= TASK STATEMENT =
Rewrite the data below with every "Tag any visible" changed to "Mark every visible", leaving everything else as it is.
**** DATASET RECORDS
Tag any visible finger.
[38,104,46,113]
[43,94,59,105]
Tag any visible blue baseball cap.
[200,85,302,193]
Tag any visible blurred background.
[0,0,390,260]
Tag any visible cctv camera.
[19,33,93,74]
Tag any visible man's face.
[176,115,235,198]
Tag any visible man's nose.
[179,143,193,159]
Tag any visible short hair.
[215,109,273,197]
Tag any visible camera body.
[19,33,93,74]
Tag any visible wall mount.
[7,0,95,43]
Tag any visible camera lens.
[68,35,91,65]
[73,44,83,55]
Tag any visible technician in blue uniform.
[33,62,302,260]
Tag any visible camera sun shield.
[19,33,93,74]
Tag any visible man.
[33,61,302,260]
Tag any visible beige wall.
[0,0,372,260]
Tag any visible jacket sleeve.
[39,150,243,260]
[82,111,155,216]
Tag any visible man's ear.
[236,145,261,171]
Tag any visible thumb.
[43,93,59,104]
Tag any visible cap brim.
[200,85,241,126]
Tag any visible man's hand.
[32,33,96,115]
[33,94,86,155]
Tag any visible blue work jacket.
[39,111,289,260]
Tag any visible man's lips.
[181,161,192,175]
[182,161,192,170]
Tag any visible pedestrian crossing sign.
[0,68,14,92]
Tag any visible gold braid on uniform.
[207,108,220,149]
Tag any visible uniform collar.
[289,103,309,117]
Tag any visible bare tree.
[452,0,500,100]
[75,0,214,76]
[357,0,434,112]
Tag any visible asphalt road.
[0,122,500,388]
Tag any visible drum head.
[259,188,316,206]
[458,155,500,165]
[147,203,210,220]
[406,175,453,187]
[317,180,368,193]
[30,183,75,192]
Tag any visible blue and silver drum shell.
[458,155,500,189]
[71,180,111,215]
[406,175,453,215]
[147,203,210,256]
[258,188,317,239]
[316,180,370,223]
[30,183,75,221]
********
= RESPONSE TO THE EXERCISE =
Mark every visible finger.
[38,104,46,113]
[43,94,59,105]
Mark every visible blue baseball cap.
[200,85,302,193]
Mark every visible blurred background.
[0,0,390,260]
Mark every visible cctv camera.
[19,33,93,74]
Mark every visible man's face.
[176,115,235,198]
Mark every visible man's nose.
[179,143,193,159]
Mark every visible short hair.
[215,109,273,197]
Mark every visible camera body.
[19,33,93,74]
Mark every visible wall mount.
[7,0,95,43]
Mark every visible camera lens.
[68,35,91,65]
[73,44,83,55]
Mark every visible technician in blue uniform.
[33,62,302,260]
Mark every visible camera sun shield.
[19,33,93,74]
Mark every visible man.
[33,61,302,260]
Mark every visible beige wall.
[0,0,372,260]
Mark every visible jacket sleeve.
[39,150,243,260]
[82,111,155,216]
Mark every visible man's ear.
[236,145,261,171]
Mark every visible thumb.
[43,93,59,104]
Mark every visible cap brim.
[200,85,241,126]
Mark every visible man's hand.
[32,33,96,115]
[33,94,86,155]
Mark every visible blue work jacket.
[39,111,289,260]
Mark every visible man's lips.
[181,161,192,175]
[182,161,192,170]
Mark every visible pedestrian crossing sign.
[0,68,14,92]
Mark every visible gold braid on uniform.
[207,108,220,149]
Mark every visible uniform collar.
[289,103,309,117]
Mark every visible bare tree.
[452,0,500,100]
[75,0,214,76]
[357,0,434,112]
Mark every visible asphalt road.
[0,122,500,388]
Mark every visible drum head.
[259,188,316,206]
[458,155,500,165]
[147,203,210,220]
[406,175,453,187]
[317,180,368,193]
[30,183,75,192]
Mark every visible blue and silver drum shell.
[458,155,500,189]
[71,180,111,215]
[406,175,453,215]
[147,203,210,256]
[258,188,317,239]
[316,180,370,223]
[30,183,75,221]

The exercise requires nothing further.